UPON RECORDING RETURN TO:

 

Williams, Rentz & Moulton, P.C.
412 Ocean Boulevard
St. Simons Island, Georgia 31522

 

Assignment of Leases and Rents

 

This Assignment of Leases and Rents (this “Agreement”) is executed as of this 7th day of October, 2022, by GLYNN ACRES MHP LLC, a North Carolina limited liability company whose address is 136 Main Street, Pineville, NC 28134 (“Borrower”), to RICHARD SMITH and ANNETTE SMITH, a married couple, who are Georgia residents having a mailing address of [redacted] (“Lender”).

 

RECITALS:

 

A.Simultaneously with the execution of this Agreement, Borrower has executed a Secured Promissory Note and Deed to Secure Debt and Security Agreement dated of even date herewith (as amended, modified, supplemented, extended, renewed or replaced from time to time, collectively the “Loan Agreement”), pursuant to which Lender has agreed to make a loan to Borrower in the principal amount of $900,000.00 (as amended, modified, supplemented, extended, renewed or replaced from time to time, the “Loan”). All terms used but not otherwise defined herein shall have the meaning provided in the Loan Agreement.

· · · · · · ·

▸ TASKS FOR THIS EXERCISE:
- 1) List every term that the assignment excerpt defines in quotation marks.
- 2) Rewrite the listing from its first line through the line containing "49), (431, 33)]", replacing "cloud" with "cloud bank" and leaving everything else as it is.

▸ MATERIAL FOR THIS EXERCISE:
· · · · · · ·

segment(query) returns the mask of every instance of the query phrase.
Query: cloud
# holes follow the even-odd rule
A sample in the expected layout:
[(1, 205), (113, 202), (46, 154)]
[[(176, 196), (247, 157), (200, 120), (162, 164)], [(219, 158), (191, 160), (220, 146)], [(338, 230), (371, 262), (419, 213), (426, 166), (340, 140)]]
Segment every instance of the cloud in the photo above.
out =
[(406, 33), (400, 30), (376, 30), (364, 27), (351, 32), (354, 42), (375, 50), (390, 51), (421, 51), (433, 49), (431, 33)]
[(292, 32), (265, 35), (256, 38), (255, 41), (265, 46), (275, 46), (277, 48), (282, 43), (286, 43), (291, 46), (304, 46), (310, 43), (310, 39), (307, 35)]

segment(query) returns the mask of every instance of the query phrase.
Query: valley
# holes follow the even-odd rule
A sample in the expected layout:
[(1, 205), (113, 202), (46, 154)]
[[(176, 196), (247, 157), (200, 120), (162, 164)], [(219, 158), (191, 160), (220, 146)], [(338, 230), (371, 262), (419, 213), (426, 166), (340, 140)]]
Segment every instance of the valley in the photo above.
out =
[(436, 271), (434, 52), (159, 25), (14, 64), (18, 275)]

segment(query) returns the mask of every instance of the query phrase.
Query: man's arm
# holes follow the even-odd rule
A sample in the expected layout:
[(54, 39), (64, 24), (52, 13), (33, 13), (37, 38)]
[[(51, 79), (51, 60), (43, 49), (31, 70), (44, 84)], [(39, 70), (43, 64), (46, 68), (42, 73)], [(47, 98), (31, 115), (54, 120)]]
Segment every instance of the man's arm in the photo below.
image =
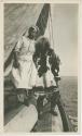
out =
[(20, 37), (18, 42), (15, 46), (15, 49), (14, 49), (14, 63), (13, 63), (14, 67), (18, 67), (19, 66), (17, 55), (19, 53), (19, 49), (22, 48), (22, 44), (23, 44), (23, 40), (22, 40), (22, 37)]

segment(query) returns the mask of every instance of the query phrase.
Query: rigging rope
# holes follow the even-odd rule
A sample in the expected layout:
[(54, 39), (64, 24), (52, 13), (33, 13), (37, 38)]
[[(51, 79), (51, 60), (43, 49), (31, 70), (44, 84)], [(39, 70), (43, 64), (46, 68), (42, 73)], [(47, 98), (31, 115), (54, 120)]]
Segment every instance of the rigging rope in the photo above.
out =
[(49, 16), (50, 16), (50, 22), (51, 22), (51, 37), (52, 37), (52, 46), (53, 46), (53, 49), (54, 49), (54, 37), (53, 37), (53, 21), (52, 21), (52, 13), (51, 13), (51, 8), (50, 8), (50, 11), (49, 11)]

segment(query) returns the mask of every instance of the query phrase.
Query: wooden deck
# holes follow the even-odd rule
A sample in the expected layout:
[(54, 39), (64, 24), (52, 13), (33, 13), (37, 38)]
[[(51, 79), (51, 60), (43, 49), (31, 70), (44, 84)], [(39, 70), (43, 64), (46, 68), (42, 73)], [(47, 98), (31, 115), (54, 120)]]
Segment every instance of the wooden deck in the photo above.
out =
[[(5, 115), (5, 132), (64, 132), (63, 122), (58, 107), (57, 116), (50, 113), (50, 104), (44, 107), (41, 119), (38, 120), (38, 112), (33, 106), (20, 106)], [(35, 126), (35, 127), (33, 127)]]

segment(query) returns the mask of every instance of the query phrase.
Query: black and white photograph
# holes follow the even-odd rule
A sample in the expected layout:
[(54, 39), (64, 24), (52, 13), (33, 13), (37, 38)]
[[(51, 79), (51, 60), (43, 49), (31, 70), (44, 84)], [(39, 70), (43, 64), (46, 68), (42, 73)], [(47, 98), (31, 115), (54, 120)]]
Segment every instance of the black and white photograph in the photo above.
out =
[(4, 3), (3, 129), (78, 132), (78, 3)]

· · · · · · ·

▸ THE ANSWERS:
- 1) Agreement, Borrower, Lender, Loan Agreement, Loan

- 2)
segment(query) returns the mask of every instance of the query phrase.
Query: cloud bank
# holes follow the even-odd rule
A sample in the expected layout:
[(1, 205), (113, 202), (46, 154)]
[[(176, 196), (247, 157), (200, 120), (162, 164)], [(219, 158), (191, 160), (220, 146)], [(338, 230), (371, 262), (419, 213), (426, 166), (340, 140)]]
Segment every instance of the cloud bank in the photo above.
out =
[(406, 33), (400, 30), (376, 30), (364, 27), (351, 32), (354, 42), (375, 50), (390, 51), (421, 51), (433, 49), (431, 33)]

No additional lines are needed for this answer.